Problem requirements:
Answer these questions from the session recap:
1. What were the seeds of the dark berries linked to?
2. Which stat did Hag double?
3. What features were added to the force cage?

After the party had spent a good chunk of time with the mice, it was remembered that Beyonce Chai had obtained some strange dark berries from the purse of one of the well kempt Sottle women who seemed to be in charge of the herds of drugged men.  Talandriel examined the berries and discovered that the seeds seemed to be linked to the shadow, a one way connection that would allow something to enter this world from beyond.  Eager to test out another new piece of equipment (the result of an ongoing and fruitful collaboration between the mice and their technology and Tilandriel's elven magic), Tilandriel put on the scanning microscope attachment and turned his mind's eye inwards, looking back through the shadow portals that have replaced his eyes into the shadow world.  He traced the connections back from the seeds and soon realized that some sort of demonic beast could emerge to possess anyone eating the berries.

Someone had the bright idea that maybe the party could use the berries as a focus to gate in some of these demon-beasts so the party could test out the new mech suits in combat!

Force Cage Death Match!

Beyonce Chai was initially reluctant to go along with this plan, even though everyone else was quite taken with the idea.  Once Hag the hideous beastmaster offered to construct a magical force cage to act as a summoning circle, so that the party members who wanted to take place in the combat could be sealed in before the demons were even summoned, Beyonce agreed to give up a few of her berries to use as demon-bait.  Hag is a magic shaper, and last session she sacrificed an entire village of Sottle women (long story) to a demonic entity to double her Constitution, the stat which her force based magic relies upon.  As a result, Hag now has a lot of magical energy, and she successfully constructed a force cage summoning enclosure linked to the berries so that anything drawn through would be unable to leave the enclosure.  Some spiked walls and areas of floor that would trigger columns of fire were added to the force cage, and Tilandriel set up a magical trap that would drain some energy from the beasts as they passed through the portal.

Coordinate labeling data:
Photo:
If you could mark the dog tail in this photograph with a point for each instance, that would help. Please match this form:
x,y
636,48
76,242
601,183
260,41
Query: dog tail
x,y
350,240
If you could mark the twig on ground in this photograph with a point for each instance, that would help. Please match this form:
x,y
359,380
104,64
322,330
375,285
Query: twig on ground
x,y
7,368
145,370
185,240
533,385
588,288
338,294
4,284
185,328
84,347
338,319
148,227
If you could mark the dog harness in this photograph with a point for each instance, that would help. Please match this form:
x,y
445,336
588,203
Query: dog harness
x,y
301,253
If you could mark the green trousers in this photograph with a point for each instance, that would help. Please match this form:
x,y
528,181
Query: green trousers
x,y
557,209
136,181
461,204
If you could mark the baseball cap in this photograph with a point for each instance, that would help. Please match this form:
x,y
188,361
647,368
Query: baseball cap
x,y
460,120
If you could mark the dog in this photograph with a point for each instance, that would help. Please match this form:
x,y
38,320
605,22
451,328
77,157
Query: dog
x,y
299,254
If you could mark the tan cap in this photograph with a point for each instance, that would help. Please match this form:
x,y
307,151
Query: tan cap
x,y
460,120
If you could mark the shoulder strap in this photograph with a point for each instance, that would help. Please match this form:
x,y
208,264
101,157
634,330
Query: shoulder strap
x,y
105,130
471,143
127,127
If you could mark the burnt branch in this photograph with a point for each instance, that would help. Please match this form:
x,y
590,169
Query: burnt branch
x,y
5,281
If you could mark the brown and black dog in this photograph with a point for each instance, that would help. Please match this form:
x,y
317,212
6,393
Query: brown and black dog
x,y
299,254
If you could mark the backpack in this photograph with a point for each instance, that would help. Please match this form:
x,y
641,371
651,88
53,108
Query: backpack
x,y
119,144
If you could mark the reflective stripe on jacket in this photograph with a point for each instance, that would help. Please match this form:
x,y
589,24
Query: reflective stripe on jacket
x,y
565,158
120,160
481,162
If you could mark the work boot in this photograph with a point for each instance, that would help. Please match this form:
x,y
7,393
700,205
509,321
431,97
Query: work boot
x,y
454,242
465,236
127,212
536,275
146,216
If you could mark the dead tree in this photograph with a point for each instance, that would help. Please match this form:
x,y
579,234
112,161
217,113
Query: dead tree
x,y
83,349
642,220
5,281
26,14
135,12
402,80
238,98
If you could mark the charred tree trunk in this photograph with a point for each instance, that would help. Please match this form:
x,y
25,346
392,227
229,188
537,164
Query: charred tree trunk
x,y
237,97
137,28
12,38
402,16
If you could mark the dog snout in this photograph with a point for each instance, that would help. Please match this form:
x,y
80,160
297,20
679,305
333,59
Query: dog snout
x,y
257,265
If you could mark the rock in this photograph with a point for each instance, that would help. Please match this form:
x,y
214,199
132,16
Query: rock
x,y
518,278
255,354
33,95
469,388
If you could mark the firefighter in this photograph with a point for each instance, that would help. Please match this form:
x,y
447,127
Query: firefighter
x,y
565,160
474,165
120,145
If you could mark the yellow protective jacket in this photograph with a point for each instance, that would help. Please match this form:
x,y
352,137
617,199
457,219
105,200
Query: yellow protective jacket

Correct answer:
1. The shadow, through a one-way connection that would let something enter this world from beyond.
2. Constitution.
3. Spiked walls and areas of floor that would trigger columns of fire.